Meet Caroline. Born in China and adopted by her U.S. mom as an infant, Caroline engages with the world with enthusiasm and a genuine interest in getting to know people. She endured several facial surgeries as a baby to correct a cleft palate and has been diagnosed with autism and other health issues. Her favorite movie is “Beauty and the Beast” (the Emma Watson version), and she takes part in Special Olympics, where her favorite sport is rhythmic gymnastics.  

Oh, and she’s an entrepreneur, as the creator of Caroline’s Birdie Tweets, a business that sells handmade birdseed goodies in a variety of shapes and themes.  

Her motivation isn’t that much different from many other young people eager to make money on their own. 

“When I make money, I get to buy things I really, really want,” Caroline explains in this video from the National Disability Institute. “I’m working on my math skills, tracking payments and ordering supplies.” Her mom, who is a partner in the business, also gets Caroline’s help to track inventory and other business details.  

Caroline is taking classes in financial wellness from the National Disability Institute as part of a Financial Wellness for People with Disabilities initiative funded by the Illinois Council on Developmental Disabilities. Caroline says she is “very, very good” at managing her money and understanding where it goes. The classes are part of the nonprofit's work to help people with disabilities build better financial futures, for themselves and their families. 

Caroline was a featured speaker at a recent NDI event, where she shared the story of Caroline’s Birdie Tweets. Photo courtesy of National Disabilities Institute.

INPUT DATA -
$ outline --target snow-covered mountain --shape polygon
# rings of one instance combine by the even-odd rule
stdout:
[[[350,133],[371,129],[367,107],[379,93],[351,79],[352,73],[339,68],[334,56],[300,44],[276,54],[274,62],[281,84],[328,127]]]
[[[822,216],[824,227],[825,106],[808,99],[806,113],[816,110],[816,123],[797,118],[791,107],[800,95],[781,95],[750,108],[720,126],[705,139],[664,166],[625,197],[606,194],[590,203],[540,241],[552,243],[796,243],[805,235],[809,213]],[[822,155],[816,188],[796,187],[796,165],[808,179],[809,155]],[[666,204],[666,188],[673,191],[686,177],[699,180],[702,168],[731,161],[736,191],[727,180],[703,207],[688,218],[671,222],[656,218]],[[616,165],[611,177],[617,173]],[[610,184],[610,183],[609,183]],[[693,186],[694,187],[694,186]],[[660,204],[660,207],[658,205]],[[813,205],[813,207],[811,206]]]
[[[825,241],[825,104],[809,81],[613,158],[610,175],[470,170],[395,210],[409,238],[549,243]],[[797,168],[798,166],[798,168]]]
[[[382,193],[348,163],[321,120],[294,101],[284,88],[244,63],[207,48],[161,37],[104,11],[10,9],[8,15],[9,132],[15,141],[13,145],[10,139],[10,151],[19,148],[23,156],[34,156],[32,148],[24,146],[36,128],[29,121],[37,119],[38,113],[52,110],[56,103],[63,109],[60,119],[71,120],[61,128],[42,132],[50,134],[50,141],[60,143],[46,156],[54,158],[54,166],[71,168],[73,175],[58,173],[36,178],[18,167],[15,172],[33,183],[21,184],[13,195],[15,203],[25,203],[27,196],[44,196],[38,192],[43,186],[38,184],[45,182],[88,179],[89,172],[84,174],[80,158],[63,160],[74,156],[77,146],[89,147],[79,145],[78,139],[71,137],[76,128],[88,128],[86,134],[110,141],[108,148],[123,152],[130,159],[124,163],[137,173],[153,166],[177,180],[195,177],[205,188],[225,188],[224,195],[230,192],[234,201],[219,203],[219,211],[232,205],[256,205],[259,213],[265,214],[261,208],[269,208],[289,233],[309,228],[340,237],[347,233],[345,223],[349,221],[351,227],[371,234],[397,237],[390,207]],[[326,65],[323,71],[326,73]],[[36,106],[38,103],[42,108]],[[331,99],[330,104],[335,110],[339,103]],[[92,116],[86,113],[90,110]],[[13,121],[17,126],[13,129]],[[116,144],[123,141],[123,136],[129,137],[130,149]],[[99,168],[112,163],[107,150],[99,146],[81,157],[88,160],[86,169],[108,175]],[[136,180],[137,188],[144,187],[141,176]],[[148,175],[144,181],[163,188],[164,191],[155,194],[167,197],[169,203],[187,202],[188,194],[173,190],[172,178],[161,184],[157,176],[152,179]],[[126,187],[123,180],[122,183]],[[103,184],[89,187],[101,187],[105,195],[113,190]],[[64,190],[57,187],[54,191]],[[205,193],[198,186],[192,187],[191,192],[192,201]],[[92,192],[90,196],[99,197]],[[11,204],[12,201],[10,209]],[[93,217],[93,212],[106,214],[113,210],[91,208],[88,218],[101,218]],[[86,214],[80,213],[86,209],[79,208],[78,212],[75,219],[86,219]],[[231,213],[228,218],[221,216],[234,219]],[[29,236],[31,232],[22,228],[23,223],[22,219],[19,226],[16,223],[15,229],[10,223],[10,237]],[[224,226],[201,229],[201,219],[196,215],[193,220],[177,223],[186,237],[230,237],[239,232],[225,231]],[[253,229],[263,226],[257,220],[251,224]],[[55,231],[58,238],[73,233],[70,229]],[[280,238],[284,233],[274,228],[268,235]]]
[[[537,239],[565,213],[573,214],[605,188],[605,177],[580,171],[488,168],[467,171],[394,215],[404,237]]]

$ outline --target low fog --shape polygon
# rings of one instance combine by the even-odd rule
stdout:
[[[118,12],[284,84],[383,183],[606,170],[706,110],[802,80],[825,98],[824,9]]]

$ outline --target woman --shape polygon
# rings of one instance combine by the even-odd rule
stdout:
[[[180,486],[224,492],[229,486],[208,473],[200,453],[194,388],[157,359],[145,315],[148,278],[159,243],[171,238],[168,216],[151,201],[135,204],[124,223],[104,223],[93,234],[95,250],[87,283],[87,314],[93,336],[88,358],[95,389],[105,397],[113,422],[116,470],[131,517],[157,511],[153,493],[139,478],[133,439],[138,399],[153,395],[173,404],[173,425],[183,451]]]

WORK INSTRUCTIONS -
• A. In the passage about Caroline, what is her favorite sport in Special Olympics?
• B. Copy out the part of the passage about Caroline starting at "Meet Caroline. Born" and ending at "shapes and themes.".
You won't need the entries for any of this.

WRITTEN RESPONSES -
• A. Rhythmic gymnastics

• B.
Meet Caroline. Born in China and adopted by her U.S. mom as an infant, Caroline engages with the world with enthusiasm and a genuine interest in getting to know people. She endured several facial surgeries as a baby to correct a cleft palate and has been diagnosed with autism and other health issues. Her favorite movie is “Beauty and the Beast” (the Emma Watson version), and she takes part in Special Olympics, where her favorite sport is rhythmic gymnastics.  

Oh, and she’s an entrepreneur, as the creator of Caroline’s Birdie Tweets, a business that sells handmade birdseed goodies in a variety of shapes and themes.